Natural-language object grounding data
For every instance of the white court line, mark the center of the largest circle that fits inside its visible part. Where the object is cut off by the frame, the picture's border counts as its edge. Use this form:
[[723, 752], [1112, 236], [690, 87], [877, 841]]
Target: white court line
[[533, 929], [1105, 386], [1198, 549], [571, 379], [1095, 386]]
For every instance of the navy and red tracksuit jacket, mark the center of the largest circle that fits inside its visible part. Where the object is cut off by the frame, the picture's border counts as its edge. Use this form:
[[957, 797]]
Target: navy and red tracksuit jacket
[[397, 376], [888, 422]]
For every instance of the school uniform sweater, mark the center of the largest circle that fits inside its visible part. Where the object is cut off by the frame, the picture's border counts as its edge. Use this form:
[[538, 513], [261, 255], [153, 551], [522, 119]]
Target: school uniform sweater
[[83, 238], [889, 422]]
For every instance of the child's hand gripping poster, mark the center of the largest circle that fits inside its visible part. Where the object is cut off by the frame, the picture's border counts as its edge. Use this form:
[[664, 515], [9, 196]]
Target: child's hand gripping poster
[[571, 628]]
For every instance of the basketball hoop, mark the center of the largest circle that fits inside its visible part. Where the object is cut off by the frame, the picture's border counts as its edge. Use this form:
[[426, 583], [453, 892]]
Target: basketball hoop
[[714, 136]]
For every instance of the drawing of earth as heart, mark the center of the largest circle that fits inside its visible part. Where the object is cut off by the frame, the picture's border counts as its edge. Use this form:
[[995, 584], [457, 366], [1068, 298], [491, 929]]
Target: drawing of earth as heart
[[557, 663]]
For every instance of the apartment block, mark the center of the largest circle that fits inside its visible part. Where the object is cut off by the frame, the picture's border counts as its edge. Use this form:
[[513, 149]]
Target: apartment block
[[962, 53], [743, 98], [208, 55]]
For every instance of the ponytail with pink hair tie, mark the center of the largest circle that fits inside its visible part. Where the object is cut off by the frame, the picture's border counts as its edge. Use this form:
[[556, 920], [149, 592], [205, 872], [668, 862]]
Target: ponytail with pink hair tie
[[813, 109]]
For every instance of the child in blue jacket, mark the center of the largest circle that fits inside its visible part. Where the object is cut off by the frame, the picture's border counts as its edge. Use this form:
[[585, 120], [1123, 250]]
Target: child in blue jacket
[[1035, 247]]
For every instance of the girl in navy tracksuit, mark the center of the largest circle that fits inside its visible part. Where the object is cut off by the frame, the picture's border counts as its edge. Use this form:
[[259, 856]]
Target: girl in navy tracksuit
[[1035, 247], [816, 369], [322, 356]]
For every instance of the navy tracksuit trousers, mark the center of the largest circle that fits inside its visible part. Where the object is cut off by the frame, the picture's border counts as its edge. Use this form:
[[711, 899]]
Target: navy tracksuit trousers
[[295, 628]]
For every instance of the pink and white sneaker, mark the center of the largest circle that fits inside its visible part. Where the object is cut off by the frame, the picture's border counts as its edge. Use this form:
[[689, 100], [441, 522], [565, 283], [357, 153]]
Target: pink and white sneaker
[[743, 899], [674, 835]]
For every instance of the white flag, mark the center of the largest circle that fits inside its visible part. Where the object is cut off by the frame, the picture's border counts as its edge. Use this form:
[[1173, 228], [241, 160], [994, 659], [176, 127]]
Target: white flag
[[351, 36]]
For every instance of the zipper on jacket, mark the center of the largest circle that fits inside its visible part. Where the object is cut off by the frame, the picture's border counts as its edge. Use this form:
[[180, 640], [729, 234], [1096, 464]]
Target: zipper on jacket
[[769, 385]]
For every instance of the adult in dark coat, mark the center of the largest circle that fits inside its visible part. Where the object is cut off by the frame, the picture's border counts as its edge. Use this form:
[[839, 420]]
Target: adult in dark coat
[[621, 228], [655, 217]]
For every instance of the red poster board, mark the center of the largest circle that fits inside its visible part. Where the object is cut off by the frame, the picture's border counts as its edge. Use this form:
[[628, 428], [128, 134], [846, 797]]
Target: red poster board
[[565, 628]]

DIRECTIONS FOR THIS TASK
Given the data above, transcribe exactly the lines from the one containing "[[723, 752], [1112, 236], [690, 87], [877, 841]]" down to the one containing "[[995, 584], [457, 366], [1068, 298], [491, 929]]", and no others.

RESPONSE TO THE EXERCISE
[[723, 752], [1112, 236], [690, 87], [877, 841]]
Target: white court line
[[533, 929], [1105, 386], [1198, 549], [571, 379], [1095, 386]]
For every instance of the navy and red tracksuit jacket, mark the center of the largest circle that fits inside its visible part. Where the object is cut off by the frame, the picture's border counts as its edge. Use this form:
[[957, 797]]
Target: navy and red tracksuit jacket
[[397, 376], [888, 422]]
For every instance of the school uniform sweater, mark the center of the largest circle that fits inside its visible part. Where the object is cut off by the frame, the picture's border counts as its edge. Use this form:
[[538, 513], [261, 255], [153, 551], [522, 119]]
Target: school uniform sweater
[[83, 238], [889, 422]]
For every instance of the child's hand gripping poster, mark the center of the largest circle that fits inside its visible part. Where the object is cut off by the frame, the picture's border counts as its edge. Use this form:
[[664, 515], [9, 196]]
Target: child's hand gripping poster
[[571, 628]]
For every instance of the basketball hoop, mark the center of the largest circle that fits inside its visible part. Where the object is cut off by the frame, the picture's border counts as its edge. Use this form:
[[426, 583], [453, 892]]
Target: basketball hoop
[[714, 136]]
For every instance of the drawing of earth as heart, mark the center of the largest circle that fits inside its visible part. Where the object is cut off by the frame, the picture's border counts as its edge. Use this form:
[[995, 584], [457, 366], [1068, 298], [491, 929]]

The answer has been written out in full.